---- SUPPLIED DATA

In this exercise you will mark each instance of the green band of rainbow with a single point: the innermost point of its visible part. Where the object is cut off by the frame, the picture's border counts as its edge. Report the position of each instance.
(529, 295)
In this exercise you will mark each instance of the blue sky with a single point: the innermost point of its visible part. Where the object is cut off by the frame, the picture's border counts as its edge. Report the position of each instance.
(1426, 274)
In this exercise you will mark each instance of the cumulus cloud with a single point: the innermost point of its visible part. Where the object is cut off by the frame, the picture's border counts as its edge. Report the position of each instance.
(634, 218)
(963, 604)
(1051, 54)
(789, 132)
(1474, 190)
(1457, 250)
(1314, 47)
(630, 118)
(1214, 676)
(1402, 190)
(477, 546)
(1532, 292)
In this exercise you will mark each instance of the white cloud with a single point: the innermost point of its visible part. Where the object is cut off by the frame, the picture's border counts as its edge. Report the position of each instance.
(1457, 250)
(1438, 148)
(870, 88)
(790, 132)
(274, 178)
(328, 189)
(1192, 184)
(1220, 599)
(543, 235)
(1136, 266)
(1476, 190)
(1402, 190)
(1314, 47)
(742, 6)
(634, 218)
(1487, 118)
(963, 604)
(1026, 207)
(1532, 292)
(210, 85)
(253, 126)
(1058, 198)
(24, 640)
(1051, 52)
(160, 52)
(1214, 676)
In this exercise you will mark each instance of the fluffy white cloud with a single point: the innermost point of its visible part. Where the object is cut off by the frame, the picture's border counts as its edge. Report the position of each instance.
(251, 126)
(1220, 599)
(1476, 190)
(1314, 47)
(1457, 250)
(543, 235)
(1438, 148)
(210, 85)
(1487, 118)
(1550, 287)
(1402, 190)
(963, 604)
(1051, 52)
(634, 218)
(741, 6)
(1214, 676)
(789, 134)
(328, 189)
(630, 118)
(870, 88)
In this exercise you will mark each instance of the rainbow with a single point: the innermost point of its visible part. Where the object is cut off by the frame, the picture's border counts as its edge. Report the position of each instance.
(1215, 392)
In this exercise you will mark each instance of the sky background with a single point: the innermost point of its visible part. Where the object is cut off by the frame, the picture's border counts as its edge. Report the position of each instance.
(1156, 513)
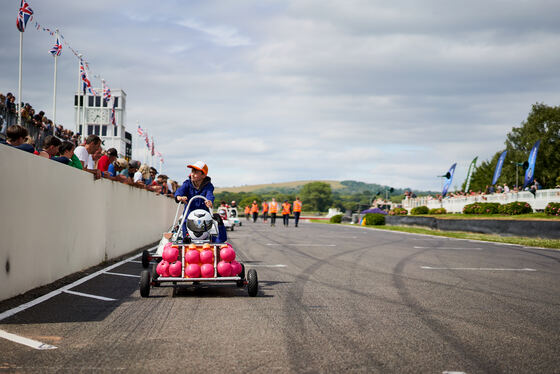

--------

**AIM OF THE TASK:** Print once more, exactly, the lines from the one with "In this exercise you will mark each instance of the rainbow" through the last line of the data, both ends included, without any pictures.

**COMPLETED EXERCISE:**
In this exercise you will mark each instance of the rainbow with a single point: the innermost point of its visible part. Where the object is cut off by the frame, the picture's border counts as its edge. Report the position of each instance.
(1215, 392)
In this exercise you will mark each instance of the sky background with a single point: the innermost point of its visible part. Where the object is cut off by the frame, the picture's border counts as its edge. Report the position of each instance.
(1156, 513)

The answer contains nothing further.